--- START OF SOURCE TEXT ---

Every episode of Catfish that I have watched has the same premise, people falling in “love” over the internet that have not met. They communicate through email, text, internet messaging, and phone calls. What’s missing? In some cases phone calls and in all cases, web cam communication. Why? Because one of the two is not really who they say they are. The most phenomenal part of all of this is that the person who has contacted Catfish has believed all the excuses that the GHOST has given for lack of face to face interaction. Some of the excuses are so obscene that I can’t imagine that in any other context they would be believed. Some of the best were:

“I am a recording artist and I travel a lot so I don’t have time.”

“I don’t have a cell phone.” (Honestly, this is the one that I just can’t buy into; my 8 year old nephew has an iPhone)

“My webcam is broken.” (Really, for 2 years?)”

These are things that like I said before just aren’t realistic. If you have time to wait for a flight, go on vacation, or even have a quarter, you can call. Many of these catfish are actually the opposite sex than what they advertise online. You can imagine the surprise that the poor unassuming fool in love is in for.

To make a very long story short, about 80-85 percent of the people united on catfish actually stay “together.” Most stay “friends” or go their separate ways. One that I just saw a few days ago was mind blowing, sweet, but mind blowing. A woman was on a bad downward spiral and online met “Steve.” Steve was a very (very very very )handsome man, dark skin, green eyes, a recording artist and music producer that was always on the road. They had been talking for 2.5 years and had never met due to his overcrowded schedule and convenient travel itineraries. They spoke on the phone often, had phone sex, texted constantly, but never met face to face. The woman eventually proposed to Steve and he said “OK.” They were to be married. Finally the woman, desperate to meet her love and future husband contacted the show to arrange a meeting. And so it went that with the help of the crew that they were, finally, to meet.

--- END OF SOURCE TEXT ---

## PROBLEMS TO SOLVE
a) Transcribe everything in the Catfish post from "These are things" down to "love is in for.".
b) In the Catfish post, how long had the woman and "Steve" been talking without ever meeting?
c) Take the post about the show Catfish further, picking up after its last sentence.

--- START OF GIVEN DATA ---

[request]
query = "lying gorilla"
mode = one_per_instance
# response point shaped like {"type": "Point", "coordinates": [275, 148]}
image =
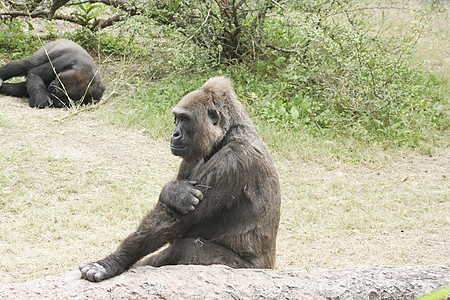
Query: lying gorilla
{"type": "Point", "coordinates": [58, 73]}
{"type": "Point", "coordinates": [223, 207]}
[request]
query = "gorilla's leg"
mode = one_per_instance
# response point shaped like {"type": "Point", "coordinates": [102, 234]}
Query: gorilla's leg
{"type": "Point", "coordinates": [39, 96]}
{"type": "Point", "coordinates": [14, 89]}
{"type": "Point", "coordinates": [195, 251]}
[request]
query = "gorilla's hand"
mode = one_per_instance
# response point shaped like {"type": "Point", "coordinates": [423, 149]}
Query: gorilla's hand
{"type": "Point", "coordinates": [98, 272]}
{"type": "Point", "coordinates": [181, 196]}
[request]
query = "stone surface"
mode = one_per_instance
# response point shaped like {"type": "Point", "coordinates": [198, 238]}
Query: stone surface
{"type": "Point", "coordinates": [220, 282]}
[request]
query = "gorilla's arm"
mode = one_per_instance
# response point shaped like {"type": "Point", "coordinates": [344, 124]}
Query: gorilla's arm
{"type": "Point", "coordinates": [164, 224]}
{"type": "Point", "coordinates": [181, 196]}
{"type": "Point", "coordinates": [156, 229]}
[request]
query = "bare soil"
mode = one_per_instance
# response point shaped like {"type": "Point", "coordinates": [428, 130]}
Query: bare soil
{"type": "Point", "coordinates": [73, 186]}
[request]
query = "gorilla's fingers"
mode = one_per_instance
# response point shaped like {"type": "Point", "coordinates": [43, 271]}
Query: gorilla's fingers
{"type": "Point", "coordinates": [93, 272]}
{"type": "Point", "coordinates": [198, 195]}
{"type": "Point", "coordinates": [195, 201]}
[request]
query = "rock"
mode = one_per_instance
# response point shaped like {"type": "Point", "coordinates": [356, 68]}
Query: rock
{"type": "Point", "coordinates": [220, 282]}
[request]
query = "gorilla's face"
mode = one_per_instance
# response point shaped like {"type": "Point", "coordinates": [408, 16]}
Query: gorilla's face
{"type": "Point", "coordinates": [181, 139]}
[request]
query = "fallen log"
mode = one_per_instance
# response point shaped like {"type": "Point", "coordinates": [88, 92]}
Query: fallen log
{"type": "Point", "coordinates": [220, 282]}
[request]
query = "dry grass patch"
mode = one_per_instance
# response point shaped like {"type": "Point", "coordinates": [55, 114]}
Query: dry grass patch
{"type": "Point", "coordinates": [71, 191]}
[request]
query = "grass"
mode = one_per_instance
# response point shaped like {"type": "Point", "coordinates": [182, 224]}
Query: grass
{"type": "Point", "coordinates": [71, 190]}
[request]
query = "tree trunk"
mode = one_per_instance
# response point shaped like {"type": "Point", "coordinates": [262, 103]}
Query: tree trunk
{"type": "Point", "coordinates": [219, 282]}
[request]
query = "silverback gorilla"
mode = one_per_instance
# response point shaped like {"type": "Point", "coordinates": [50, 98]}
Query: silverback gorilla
{"type": "Point", "coordinates": [223, 207]}
{"type": "Point", "coordinates": [58, 73]}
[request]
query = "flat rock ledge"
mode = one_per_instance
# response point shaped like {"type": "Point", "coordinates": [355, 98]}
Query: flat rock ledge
{"type": "Point", "coordinates": [220, 282]}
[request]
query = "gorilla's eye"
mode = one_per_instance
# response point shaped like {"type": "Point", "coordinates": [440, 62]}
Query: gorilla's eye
{"type": "Point", "coordinates": [214, 116]}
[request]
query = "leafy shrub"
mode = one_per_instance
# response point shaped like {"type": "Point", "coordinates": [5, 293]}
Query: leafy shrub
{"type": "Point", "coordinates": [14, 42]}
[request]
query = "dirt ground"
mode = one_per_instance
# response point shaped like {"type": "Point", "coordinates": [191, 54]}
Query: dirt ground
{"type": "Point", "coordinates": [72, 186]}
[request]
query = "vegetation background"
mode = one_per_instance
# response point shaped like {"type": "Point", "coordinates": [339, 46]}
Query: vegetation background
{"type": "Point", "coordinates": [351, 97]}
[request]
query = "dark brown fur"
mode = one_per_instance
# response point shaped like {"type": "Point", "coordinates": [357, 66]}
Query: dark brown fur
{"type": "Point", "coordinates": [58, 73]}
{"type": "Point", "coordinates": [227, 175]}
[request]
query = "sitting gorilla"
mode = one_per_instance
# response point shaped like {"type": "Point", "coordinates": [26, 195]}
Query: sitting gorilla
{"type": "Point", "coordinates": [223, 207]}
{"type": "Point", "coordinates": [57, 74]}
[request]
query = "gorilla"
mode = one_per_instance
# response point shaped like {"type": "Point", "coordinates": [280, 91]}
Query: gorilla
{"type": "Point", "coordinates": [223, 207]}
{"type": "Point", "coordinates": [58, 74]}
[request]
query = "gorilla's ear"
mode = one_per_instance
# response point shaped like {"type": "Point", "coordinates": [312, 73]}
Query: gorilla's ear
{"type": "Point", "coordinates": [214, 116]}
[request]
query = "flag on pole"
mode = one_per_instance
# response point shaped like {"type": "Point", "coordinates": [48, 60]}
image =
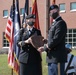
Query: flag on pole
{"type": "Point", "coordinates": [11, 33]}
{"type": "Point", "coordinates": [25, 11]}
{"type": "Point", "coordinates": [35, 11]}
{"type": "Point", "coordinates": [53, 3]}
{"type": "Point", "coordinates": [17, 26]}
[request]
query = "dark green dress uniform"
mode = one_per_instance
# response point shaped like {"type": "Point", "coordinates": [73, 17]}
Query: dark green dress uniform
{"type": "Point", "coordinates": [29, 57]}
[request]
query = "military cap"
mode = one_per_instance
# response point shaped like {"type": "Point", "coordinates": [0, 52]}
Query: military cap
{"type": "Point", "coordinates": [53, 7]}
{"type": "Point", "coordinates": [31, 16]}
{"type": "Point", "coordinates": [68, 46]}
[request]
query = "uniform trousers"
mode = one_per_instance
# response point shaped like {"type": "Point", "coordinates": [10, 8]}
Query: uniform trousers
{"type": "Point", "coordinates": [30, 69]}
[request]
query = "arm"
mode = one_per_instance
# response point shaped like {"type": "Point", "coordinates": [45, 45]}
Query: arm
{"type": "Point", "coordinates": [59, 34]}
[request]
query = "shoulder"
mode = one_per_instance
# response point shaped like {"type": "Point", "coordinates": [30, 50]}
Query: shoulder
{"type": "Point", "coordinates": [36, 29]}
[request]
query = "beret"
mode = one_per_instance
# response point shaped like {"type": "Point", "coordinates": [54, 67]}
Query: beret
{"type": "Point", "coordinates": [30, 16]}
{"type": "Point", "coordinates": [53, 7]}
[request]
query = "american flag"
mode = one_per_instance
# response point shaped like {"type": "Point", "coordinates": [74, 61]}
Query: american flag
{"type": "Point", "coordinates": [35, 11]}
{"type": "Point", "coordinates": [17, 26]}
{"type": "Point", "coordinates": [12, 29]}
{"type": "Point", "coordinates": [9, 35]}
{"type": "Point", "coordinates": [25, 11]}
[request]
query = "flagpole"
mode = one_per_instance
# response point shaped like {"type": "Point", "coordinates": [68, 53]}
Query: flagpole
{"type": "Point", "coordinates": [11, 71]}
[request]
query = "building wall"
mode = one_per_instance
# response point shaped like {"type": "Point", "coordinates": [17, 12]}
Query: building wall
{"type": "Point", "coordinates": [69, 17]}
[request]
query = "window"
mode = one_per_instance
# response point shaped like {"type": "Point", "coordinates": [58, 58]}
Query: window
{"type": "Point", "coordinates": [62, 7]}
{"type": "Point", "coordinates": [21, 11]}
{"type": "Point", "coordinates": [5, 13]}
{"type": "Point", "coordinates": [73, 6]}
{"type": "Point", "coordinates": [30, 10]}
{"type": "Point", "coordinates": [71, 37]}
{"type": "Point", "coordinates": [5, 42]}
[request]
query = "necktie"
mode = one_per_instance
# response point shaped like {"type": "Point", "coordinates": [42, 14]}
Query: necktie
{"type": "Point", "coordinates": [29, 32]}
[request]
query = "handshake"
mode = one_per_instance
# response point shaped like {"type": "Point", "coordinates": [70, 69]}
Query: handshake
{"type": "Point", "coordinates": [37, 42]}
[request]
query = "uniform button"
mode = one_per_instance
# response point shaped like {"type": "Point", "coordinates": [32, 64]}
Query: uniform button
{"type": "Point", "coordinates": [28, 45]}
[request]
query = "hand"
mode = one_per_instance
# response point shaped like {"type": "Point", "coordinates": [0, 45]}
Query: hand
{"type": "Point", "coordinates": [40, 49]}
{"type": "Point", "coordinates": [20, 43]}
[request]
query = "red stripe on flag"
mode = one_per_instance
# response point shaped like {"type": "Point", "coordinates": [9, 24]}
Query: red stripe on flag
{"type": "Point", "coordinates": [35, 11]}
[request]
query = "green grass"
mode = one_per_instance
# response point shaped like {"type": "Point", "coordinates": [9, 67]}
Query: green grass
{"type": "Point", "coordinates": [5, 70]}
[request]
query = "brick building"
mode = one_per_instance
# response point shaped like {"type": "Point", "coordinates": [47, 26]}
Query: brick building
{"type": "Point", "coordinates": [67, 11]}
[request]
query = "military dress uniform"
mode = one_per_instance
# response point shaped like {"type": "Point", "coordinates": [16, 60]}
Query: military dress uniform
{"type": "Point", "coordinates": [72, 67]}
{"type": "Point", "coordinates": [56, 42]}
{"type": "Point", "coordinates": [29, 57]}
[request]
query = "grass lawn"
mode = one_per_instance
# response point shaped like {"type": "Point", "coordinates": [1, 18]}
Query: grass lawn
{"type": "Point", "coordinates": [5, 70]}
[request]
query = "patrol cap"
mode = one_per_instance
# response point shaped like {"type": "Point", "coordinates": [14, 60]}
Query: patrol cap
{"type": "Point", "coordinates": [31, 16]}
{"type": "Point", "coordinates": [53, 7]}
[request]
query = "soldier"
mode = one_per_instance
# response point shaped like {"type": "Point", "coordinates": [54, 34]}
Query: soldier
{"type": "Point", "coordinates": [70, 65]}
{"type": "Point", "coordinates": [29, 57]}
{"type": "Point", "coordinates": [55, 46]}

--- END OF GIVEN DATA ---

## SOLVED TASKS
a)
These are things that like I said before just aren’t realistic. If you have time to wait for a flight, go on vacation, or even have a quarter, you can call. Many of these catfish are actually the opposite sex than what they advertise online. You can imagine the surprise that the poor unassuming fool in love is in for.

b) For 2.5 years.

c)
Another long story short, it was the best friend of the woman who had invented Steve to save her best friend from the toils and tribulations of being a potential “single mother, alcoholic loser.” All the things that the best friend thought she would turn into if she continued drinking and having reckless sex. Instead of that demise, she set her friend up for the biggest heart break of her life. The best friend had gotten another identical cell phone to her own personal phone so that she could text as “Steve” when they were hanging out, had her cousin be the voice of Steve (for all the hot phone sex that they had), used pictures from a hot male models MySpace page, and believe it or not it ended up that all that hard work paid off. The woman did indeed change her ways, she enrolled in school, stopped drinking and of course, she was engaged so no more reckless sex. The woman told the show that she was able to change because of the love and support that she had received from Steve. The acceptance and concern that he had for her made her believe that she was worth more than ugly dates with Jack, Jim and Jose. She also, unexpectedly appreciated her friend’s efforts and after multiple heart wrenching screams alone in the car, forgave her friend. She had changed, no matter what the reason or who the reason was, she had made permanent positive changes. Her heart was heavy as she deconstructed Steve, and of course in the two months following the show work on getting back to the closeness that her and her friend once shared. In interviews, they were both confident that they would remain friends. That seems like love to me.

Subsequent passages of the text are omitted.